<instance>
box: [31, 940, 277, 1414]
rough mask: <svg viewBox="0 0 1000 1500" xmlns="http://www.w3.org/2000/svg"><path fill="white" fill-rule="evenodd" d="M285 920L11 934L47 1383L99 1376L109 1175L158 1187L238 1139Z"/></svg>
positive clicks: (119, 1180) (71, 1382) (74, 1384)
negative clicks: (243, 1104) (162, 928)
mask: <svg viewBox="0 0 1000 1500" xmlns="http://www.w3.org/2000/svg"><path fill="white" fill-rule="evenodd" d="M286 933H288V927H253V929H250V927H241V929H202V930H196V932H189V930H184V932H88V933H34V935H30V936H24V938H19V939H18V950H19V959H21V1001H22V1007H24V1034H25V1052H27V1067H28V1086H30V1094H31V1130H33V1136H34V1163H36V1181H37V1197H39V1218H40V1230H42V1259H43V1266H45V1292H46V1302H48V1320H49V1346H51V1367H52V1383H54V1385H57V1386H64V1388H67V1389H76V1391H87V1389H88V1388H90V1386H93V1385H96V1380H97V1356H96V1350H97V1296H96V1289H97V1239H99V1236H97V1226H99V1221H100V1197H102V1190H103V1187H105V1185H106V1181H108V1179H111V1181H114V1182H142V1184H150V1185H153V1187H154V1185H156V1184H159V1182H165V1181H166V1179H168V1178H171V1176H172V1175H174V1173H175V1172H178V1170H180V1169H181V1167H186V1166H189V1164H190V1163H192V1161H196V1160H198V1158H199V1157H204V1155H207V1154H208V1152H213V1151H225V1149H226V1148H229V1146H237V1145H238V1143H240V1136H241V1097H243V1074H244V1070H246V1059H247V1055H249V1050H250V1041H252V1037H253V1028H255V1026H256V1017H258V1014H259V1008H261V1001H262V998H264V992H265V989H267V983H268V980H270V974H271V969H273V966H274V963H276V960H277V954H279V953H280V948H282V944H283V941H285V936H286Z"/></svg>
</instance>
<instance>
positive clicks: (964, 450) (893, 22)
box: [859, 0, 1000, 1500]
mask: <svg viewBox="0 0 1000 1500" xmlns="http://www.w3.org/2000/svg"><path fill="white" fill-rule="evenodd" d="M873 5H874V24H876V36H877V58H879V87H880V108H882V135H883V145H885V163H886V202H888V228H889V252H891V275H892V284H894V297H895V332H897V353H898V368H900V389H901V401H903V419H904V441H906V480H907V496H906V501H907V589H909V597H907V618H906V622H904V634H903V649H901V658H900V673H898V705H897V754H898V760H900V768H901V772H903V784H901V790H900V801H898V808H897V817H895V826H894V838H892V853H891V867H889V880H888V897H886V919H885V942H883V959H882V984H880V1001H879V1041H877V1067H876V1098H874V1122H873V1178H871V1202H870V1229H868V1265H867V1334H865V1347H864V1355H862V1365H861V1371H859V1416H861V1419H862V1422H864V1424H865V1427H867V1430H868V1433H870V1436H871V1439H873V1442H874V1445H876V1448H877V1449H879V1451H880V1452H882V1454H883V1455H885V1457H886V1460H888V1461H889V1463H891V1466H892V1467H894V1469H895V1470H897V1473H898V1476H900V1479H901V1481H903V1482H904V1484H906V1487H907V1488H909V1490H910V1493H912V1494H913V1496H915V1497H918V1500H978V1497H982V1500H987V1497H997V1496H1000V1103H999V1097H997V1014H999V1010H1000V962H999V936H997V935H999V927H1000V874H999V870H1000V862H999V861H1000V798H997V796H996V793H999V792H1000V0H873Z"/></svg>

__REQUIRED ACTION__. Please tally the lines of the material above that contain the string "positive", with case counting, and give only the number.

__WRITTEN SOLUTION__. 2